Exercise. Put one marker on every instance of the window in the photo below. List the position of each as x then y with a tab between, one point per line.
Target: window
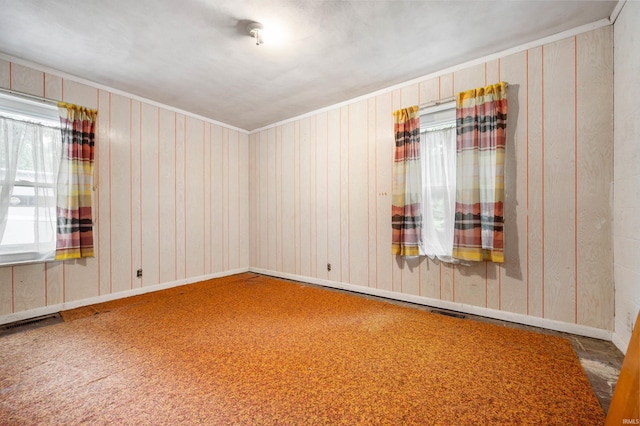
438	156
30	143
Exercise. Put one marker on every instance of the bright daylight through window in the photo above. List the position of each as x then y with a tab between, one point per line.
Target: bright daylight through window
30	143
438	156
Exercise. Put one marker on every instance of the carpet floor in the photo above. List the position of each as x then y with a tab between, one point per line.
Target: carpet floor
251	349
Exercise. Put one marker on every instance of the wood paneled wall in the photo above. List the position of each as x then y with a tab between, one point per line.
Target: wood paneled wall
320	189
171	197
626	208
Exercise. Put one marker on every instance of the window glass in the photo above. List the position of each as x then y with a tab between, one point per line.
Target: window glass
30	144
438	155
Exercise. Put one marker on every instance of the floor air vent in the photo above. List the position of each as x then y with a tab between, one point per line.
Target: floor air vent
449	314
30	324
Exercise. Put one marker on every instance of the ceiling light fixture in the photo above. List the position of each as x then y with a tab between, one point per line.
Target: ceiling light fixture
255	30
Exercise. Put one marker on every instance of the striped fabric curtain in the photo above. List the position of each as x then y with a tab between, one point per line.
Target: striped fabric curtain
406	209
75	181
481	133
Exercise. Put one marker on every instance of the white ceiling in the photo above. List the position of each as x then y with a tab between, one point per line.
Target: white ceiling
196	55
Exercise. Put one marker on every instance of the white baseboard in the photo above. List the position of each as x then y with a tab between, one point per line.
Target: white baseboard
581	330
46	310
620	343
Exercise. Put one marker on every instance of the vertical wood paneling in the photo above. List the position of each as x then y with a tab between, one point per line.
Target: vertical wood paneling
55	284
321	194
53	87
27	80
493	72
296	195
218	204
103	213
358	195
5	74
447	272
243	193
179	188
253	207
344	195
263	198
469	78
167	196
312	203
6	290
372	196
334	194
304	192
410	95
79	94
194	190
287	228
270	211
279	186
120	217
559	180
136	191
535	186
29	287
318	190
595	291
513	272
206	190
384	144
233	225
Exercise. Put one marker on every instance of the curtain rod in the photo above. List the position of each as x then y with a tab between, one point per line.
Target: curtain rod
26	95
438	102
443	101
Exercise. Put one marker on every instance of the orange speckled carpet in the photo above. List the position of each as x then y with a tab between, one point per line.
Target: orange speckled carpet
250	349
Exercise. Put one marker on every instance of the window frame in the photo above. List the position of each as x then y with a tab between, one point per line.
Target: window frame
434	118
36	112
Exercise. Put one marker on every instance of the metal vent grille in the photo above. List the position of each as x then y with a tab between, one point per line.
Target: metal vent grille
30	324
449	313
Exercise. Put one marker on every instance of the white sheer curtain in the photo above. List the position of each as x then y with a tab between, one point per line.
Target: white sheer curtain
438	148
29	160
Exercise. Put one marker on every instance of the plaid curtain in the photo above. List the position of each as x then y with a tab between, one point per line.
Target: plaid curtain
75	181
406	209
481	133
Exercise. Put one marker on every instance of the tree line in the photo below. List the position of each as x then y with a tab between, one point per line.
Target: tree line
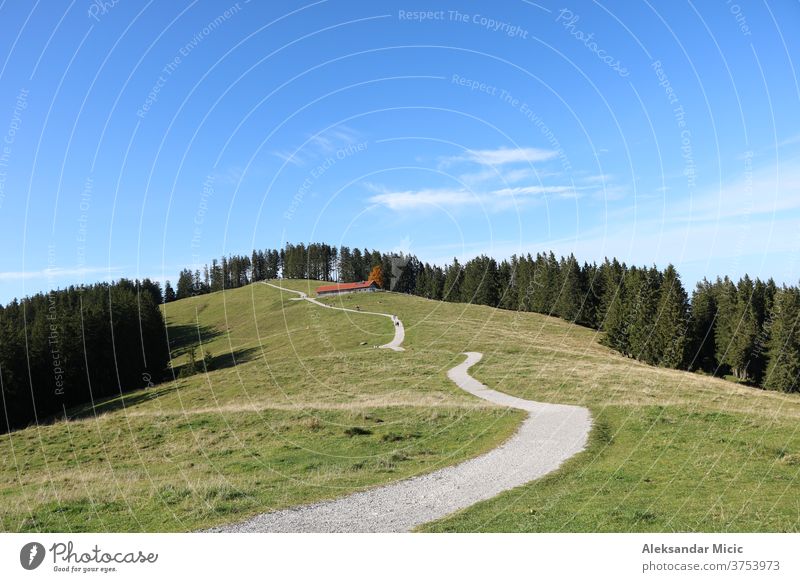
77	345
746	329
73	346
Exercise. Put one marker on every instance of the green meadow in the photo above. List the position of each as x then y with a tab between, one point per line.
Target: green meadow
296	405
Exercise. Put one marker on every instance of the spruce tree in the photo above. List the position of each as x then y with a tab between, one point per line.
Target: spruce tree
670	333
452	282
570	297
783	371
702	326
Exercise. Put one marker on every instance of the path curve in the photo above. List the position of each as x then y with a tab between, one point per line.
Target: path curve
399	331
551	434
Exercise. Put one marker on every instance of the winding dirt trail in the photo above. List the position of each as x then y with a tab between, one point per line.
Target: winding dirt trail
399	331
551	434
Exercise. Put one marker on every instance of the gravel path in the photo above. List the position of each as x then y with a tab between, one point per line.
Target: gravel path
551	434
399	331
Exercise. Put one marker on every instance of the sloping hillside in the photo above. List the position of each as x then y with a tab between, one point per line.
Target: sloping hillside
295	409
312	411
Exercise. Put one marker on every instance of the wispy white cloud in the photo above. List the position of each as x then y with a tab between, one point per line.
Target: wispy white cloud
560	191
757	191
320	144
503	156
416	199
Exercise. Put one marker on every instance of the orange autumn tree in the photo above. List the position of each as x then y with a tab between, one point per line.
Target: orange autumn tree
376	274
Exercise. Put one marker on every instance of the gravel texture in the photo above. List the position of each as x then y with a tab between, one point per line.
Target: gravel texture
551	434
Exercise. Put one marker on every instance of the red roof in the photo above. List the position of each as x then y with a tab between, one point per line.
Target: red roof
346	286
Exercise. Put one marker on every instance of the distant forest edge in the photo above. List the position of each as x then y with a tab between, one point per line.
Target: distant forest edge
748	330
74	346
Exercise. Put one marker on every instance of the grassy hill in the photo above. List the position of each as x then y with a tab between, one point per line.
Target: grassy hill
301	407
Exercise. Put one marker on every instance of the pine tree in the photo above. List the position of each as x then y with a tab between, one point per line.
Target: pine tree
670	331
643	312
783	371
376	275
169	292
702	326
454	274
569	302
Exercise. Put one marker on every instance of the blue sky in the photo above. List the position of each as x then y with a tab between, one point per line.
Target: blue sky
136	138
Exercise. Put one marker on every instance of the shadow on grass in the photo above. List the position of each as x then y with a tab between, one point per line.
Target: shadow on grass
182	337
219	362
114	403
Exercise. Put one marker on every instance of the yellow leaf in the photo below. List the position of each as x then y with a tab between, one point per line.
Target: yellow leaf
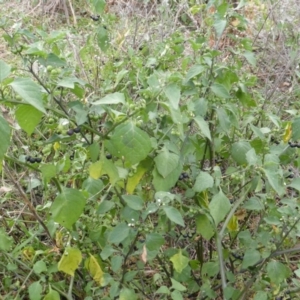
233	224
70	261
137	176
95	270
56	146
287	133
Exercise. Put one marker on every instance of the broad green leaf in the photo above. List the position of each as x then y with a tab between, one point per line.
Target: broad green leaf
129	142
166	162
172	92
253	204
224	120
93	187
105	206
295	184
204	226
127	294
177	286
99	6
165	184
70	261
174	215
203	126
52	295
251	157
102	38
94	269
5	137
35	291
4	70
249	55
194	71
119	233
39	267
296	129
276	181
251	257
28	117
69	82
277	272
203	182
179	261
111	99
219	26
239	151
220	91
30	92
48	171
154	241
102	167
134	202
68	207
219	207
5	241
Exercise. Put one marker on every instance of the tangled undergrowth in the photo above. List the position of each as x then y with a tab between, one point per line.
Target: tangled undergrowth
150	151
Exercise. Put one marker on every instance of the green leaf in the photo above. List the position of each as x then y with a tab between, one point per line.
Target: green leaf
154	241
177	286
165	184
296	129
28	117
239	151
70	261
39	267
5	241
277	272
35	291
166	162
119	233
134	202
4	70
172	92
253	204
52	295
114	98
203	126
194	71
220	91
203	182
204	226
102	38
250	57
174	215
30	92
130	142
251	257
179	261
276	181
219	26
68	207
5	137
127	294
219	207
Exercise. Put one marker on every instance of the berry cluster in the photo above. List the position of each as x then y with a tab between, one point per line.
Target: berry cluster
294	145
33	160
+--
WHAT YOU ARE ASKED TO DO: Everything from the line containing "Exercise. Put one marker on every instance of the yellow" through the last line of the entries is to be output exactly as written, minus any pictures.

RESPONSE TO THIS TASK:
Exercise. Put one marker on every instance of the yellow leaf in the photo below. List the position of each as x then y with a tab between, one point per line.
Target: yellow leaf
233	224
70	261
137	176
95	270
56	146
287	133
Exercise. Put one marker on every instance of the broad green leaf in the photo above. List the position of each as x then y with a tab between, one point per line.
Target: broad green leaf
129	142
166	162
172	92
253	204
224	120
93	187
105	206
295	184
204	226
127	294
177	286
99	6
165	184
70	261
174	215
203	126
52	295
251	157
102	38
94	269
5	137
35	291
4	70
249	55
194	71
119	233
39	267
296	129
276	181
251	257
28	117
69	82
277	272
203	182
179	261
111	99
219	26
239	151
220	91
30	92
48	171
154	241
102	167
134	202
68	207
219	207
5	241
Exercise. Put one marker on every instance of the tangled undergrowth in the photo above. List the position of each as x then y with a tab between, one point per line.
Target: tangled undergrowth
150	151
Exercise. Put one marker on every instance of the green leaf in the photo above. List the position of each as x then y with a tab between, one point per line.
Target: green leaf
154	241
177	286
165	184
296	129
28	117
239	151
70	261
39	267
5	241
277	272
35	291
166	162
119	233
134	202
4	70
172	92
253	204
52	295
114	98
203	126
194	71
220	91
203	182
204	226
102	38
250	57
174	215
30	92
130	142
251	257
179	261
276	181
219	26
68	207
5	137
127	294
219	207
Exercise. Put one marker on every instance of the berry cluster in the photo above. List the position of each as x then y with a tab between, one point per line.
Target: berry cluster
294	145
33	160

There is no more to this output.